[The task]
Below is a block of records; return all of them exactly, but without the images.

[Records for this task]
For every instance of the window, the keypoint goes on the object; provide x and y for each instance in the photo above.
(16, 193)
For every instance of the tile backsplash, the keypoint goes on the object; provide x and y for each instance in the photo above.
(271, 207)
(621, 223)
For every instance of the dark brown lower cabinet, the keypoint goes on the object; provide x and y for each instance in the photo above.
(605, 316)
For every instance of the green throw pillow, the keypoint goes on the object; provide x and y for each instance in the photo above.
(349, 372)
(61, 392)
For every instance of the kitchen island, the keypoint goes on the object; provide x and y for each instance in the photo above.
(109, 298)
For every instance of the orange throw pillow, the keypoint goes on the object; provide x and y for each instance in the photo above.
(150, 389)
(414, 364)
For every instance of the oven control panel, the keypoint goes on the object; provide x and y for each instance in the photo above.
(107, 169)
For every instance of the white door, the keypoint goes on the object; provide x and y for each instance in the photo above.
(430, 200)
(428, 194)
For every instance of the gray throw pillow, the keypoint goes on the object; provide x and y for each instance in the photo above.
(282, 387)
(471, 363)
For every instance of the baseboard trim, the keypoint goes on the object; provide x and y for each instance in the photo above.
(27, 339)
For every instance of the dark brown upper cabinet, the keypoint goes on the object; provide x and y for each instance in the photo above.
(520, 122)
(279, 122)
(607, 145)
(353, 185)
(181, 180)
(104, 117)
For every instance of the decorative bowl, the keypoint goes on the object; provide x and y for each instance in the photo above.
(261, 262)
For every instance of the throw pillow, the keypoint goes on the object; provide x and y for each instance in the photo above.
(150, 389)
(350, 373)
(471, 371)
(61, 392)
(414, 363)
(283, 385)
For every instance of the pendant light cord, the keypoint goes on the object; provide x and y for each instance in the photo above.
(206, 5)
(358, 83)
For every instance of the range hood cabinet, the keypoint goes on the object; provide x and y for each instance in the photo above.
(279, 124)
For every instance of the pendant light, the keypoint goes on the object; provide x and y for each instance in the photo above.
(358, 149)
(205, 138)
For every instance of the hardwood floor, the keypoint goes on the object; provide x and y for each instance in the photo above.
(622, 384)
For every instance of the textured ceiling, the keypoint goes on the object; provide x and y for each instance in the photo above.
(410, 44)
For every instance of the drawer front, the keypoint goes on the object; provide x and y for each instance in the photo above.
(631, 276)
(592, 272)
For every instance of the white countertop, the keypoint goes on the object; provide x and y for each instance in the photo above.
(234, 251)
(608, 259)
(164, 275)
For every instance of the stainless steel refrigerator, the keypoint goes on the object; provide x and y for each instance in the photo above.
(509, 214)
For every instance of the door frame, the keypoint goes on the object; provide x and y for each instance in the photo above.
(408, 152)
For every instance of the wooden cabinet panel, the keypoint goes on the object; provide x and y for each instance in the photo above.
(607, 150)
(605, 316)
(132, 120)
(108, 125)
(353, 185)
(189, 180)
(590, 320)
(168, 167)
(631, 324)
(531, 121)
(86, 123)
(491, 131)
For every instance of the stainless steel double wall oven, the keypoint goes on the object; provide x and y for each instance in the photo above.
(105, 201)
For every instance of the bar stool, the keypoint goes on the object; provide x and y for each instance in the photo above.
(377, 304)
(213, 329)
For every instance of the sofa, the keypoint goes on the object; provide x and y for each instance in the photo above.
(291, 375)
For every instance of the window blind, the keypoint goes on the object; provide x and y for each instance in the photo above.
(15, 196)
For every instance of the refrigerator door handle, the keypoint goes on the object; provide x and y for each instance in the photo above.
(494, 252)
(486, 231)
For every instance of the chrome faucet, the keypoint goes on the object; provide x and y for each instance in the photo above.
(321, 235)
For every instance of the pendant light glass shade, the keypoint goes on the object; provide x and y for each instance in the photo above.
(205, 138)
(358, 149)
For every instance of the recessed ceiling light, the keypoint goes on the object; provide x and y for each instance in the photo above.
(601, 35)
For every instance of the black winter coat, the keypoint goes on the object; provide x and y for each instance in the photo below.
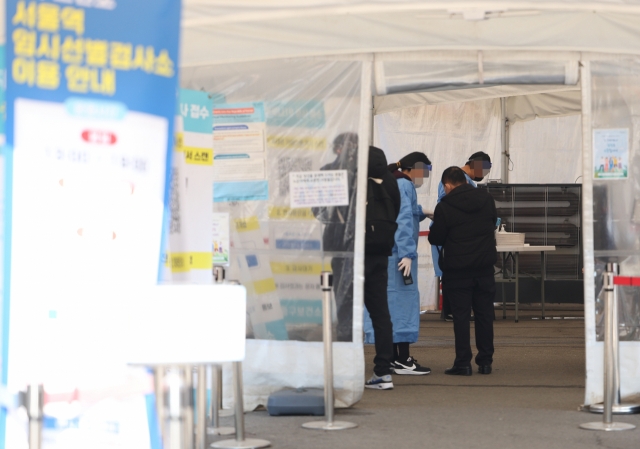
(464, 225)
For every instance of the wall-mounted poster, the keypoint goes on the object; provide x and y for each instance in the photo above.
(318, 188)
(610, 153)
(221, 238)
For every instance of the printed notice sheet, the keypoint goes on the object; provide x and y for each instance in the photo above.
(318, 188)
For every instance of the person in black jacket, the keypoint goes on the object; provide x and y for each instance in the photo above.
(464, 225)
(375, 280)
(339, 232)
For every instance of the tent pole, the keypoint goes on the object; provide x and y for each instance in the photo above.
(504, 141)
(594, 364)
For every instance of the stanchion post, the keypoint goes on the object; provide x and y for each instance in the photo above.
(214, 427)
(188, 408)
(176, 406)
(201, 404)
(158, 384)
(610, 356)
(618, 407)
(34, 402)
(240, 442)
(326, 281)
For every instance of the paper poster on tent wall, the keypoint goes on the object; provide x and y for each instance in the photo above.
(239, 134)
(221, 240)
(318, 188)
(610, 153)
(91, 99)
(188, 249)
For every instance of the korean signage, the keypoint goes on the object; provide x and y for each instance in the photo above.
(91, 102)
(318, 188)
(610, 153)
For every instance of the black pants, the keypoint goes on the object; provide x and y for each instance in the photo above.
(375, 299)
(342, 268)
(477, 294)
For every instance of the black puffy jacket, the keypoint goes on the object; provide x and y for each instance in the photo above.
(464, 224)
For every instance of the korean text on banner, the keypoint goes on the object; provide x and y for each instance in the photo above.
(91, 101)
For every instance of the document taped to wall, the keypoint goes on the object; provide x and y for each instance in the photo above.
(318, 188)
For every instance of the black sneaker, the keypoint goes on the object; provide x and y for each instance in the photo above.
(410, 367)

[Task answer]
For every instance of the window, the keypoint goes on the object; provide x and y for each instance in the photo above.
(16, 193)
For every instance of the tile backsplash, the keypoint goes on the object; provide x and y for each instance in the photo above.
(271, 207)
(621, 223)
For every instance of the dark brown lower cabinet, the keypoint goes on the object; provide x and y for each instance in the photo above.
(605, 316)
For every instance of the green throw pillow, the keypoint goes on the object; provide x and y for each instance in the photo above.
(349, 372)
(61, 392)
For every instance of the kitchen island, the keypoint goes on the object; provide x and y for each instance in the photo above.
(109, 298)
For every instance of the orange throw pillow, the keypoint goes on the object; provide x and y for each instance in the photo above.
(150, 389)
(414, 364)
For every instance of the oven control panel, the keypoint goes on the object; provide x and y for each instance in the photo above.
(107, 169)
For every instance of the white door, the keypoint goes on the object; provide x and y for each instance in the photo above.
(430, 200)
(428, 194)
For every instance of the gray throw pillow, the keypoint goes on the object; provide x and y for each instance in the photo above.
(282, 387)
(471, 363)
For every instance of the baseboard trim, the keypoint goes on the object; provide x and y for each instance in the photo above.
(27, 339)
For every instance of the dark brown upper cabinet, the keypoint goes on the object; provide x and y for each instance in the photo above.
(520, 122)
(279, 122)
(607, 145)
(353, 185)
(181, 180)
(104, 117)
For every instance of the decorative bowl, the keypoint goes on the object; provide x and y for each instance in the photo above.
(261, 262)
For every instance of the throw pillow, the keypoint goes on the object; provide x and y for each instance in the photo above.
(150, 389)
(350, 373)
(471, 371)
(61, 392)
(414, 363)
(283, 385)
For every instance of the pendant light cord, the keypoint goes on the object; provide x and y for each instance in the photo above.
(206, 5)
(358, 83)
For every instance of the range hood cabinet, the keypoint goes on the object; provide x and y for each instance in the photo above.
(279, 124)
For every instance of the pendant light, the keypoint goes on the object; provide x and y for each instance in the photo above.
(358, 149)
(205, 138)
For every instance of the hardwood floor, the keypoint goes on the object; provide x and y for each instance in the photo above.
(622, 384)
For every instance of the textured ceiling, the keypoint goes on the object; provide x and y for each instance in the photo above.
(410, 44)
For every instance of the drawer front, the keypoint goes on the object; provide x and y for each instance in the photo above.
(631, 276)
(592, 272)
For every instance of the white countertop, the keypoint goes on the object; provide x and y for each instance in the photo above.
(234, 251)
(608, 259)
(164, 275)
For every instance of the stainless steel refrigerator, the keypoint goes on the object; provide x and y for each instance in the photo above.
(509, 214)
For every instance of the door frame, the keypoint goes on the object; provide x and y for each instance in the photo above.
(408, 152)
For every instance of the wooden cabinet panel, the keypoint goes on the object; provide x and y for each instance in the photo above.
(607, 150)
(605, 316)
(132, 120)
(108, 125)
(353, 185)
(189, 180)
(590, 320)
(168, 167)
(631, 324)
(531, 121)
(86, 123)
(491, 131)
For every instance of the stainless steel double wall oven, the keypoint goes on the object; provide x and y for each instance in the photo above.
(105, 201)
For every instance of the bar stool, the keypoint goes on the object; provide x and y for each instance in the photo above.
(377, 304)
(213, 329)
For every instance of the sofa, the keypoint goes on the object; provide x and y for each instance in the photo above.
(291, 375)
For every instance of the window blind, the keypoint goes on the object; provide x and y for each instance in the photo above.
(15, 196)
For every instance of the refrigerator door handle, the keypoint goes on the object; provide x and y for each instance in the photo above.
(494, 252)
(486, 231)
For every instance of the chrome faucet, the keypoint goes on the object; provide x and y for each instance in the photo above.
(321, 235)
For every instance of the pendant light glass shade, the keypoint goes on the object; provide x and y for each instance in the photo above.
(205, 138)
(358, 149)
For every instance of the recessed ceiling light, the keypoint goes on the object; provide x and y for each instance in the photo above.
(601, 35)
For every instance of the black winter coat, the keypoint goes on the object; provide x and y for each instance in the photo below.
(464, 225)
For every instance of the wall-mounted poster, the keypoint goes on the object; provide x and y for each instance in the photo above.
(318, 188)
(610, 153)
(221, 238)
For every instance of the printed notice sheet, the keypoint goes on the object; provide x and y for each instance in the photo above.
(318, 188)
For every instance of the person in black jacket, the keypoint goes on the object; provide x and y for each instance in the photo above.
(464, 225)
(375, 280)
(339, 232)
For every instance of the tent pole, the keypoint goes on the object; provide x and y for each instance in the photo above.
(504, 141)
(594, 364)
For every instance of the stanchion post, the keypoint goes on the object; provide x and y for each instance in the photo above.
(214, 427)
(188, 408)
(176, 406)
(201, 404)
(158, 384)
(610, 356)
(618, 407)
(34, 402)
(240, 442)
(326, 281)
For every instance of the paper poster on tent wall, the keypoint goes on the object; provide x and y for each instance in the photo above.
(239, 134)
(221, 240)
(318, 188)
(610, 153)
(91, 99)
(188, 249)
For every instance of the korean signage, the keypoint goes on the object; provide x and y for each instance in the photo above.
(91, 102)
(318, 188)
(610, 153)
For every instance of the black pants, the keypoint goes on the object; provide x and y for each instance in the photo above.
(375, 299)
(342, 268)
(477, 294)
For every instance of the black puffy jacket, the keypoint goes on the object; provide x and y for each instance in the photo above.
(464, 224)
For every instance of the korean text on banner, the keypoint goes on the object; provide x and y for each instance in the photo above.
(91, 101)
For every instance of the document taped to wall, the keypoint goes on the object; provide x and y for each instance in the photo above.
(318, 188)
For every instance of the black sneaker, the keypoint goes on the object; provide x and y for each instance in the photo above.
(410, 367)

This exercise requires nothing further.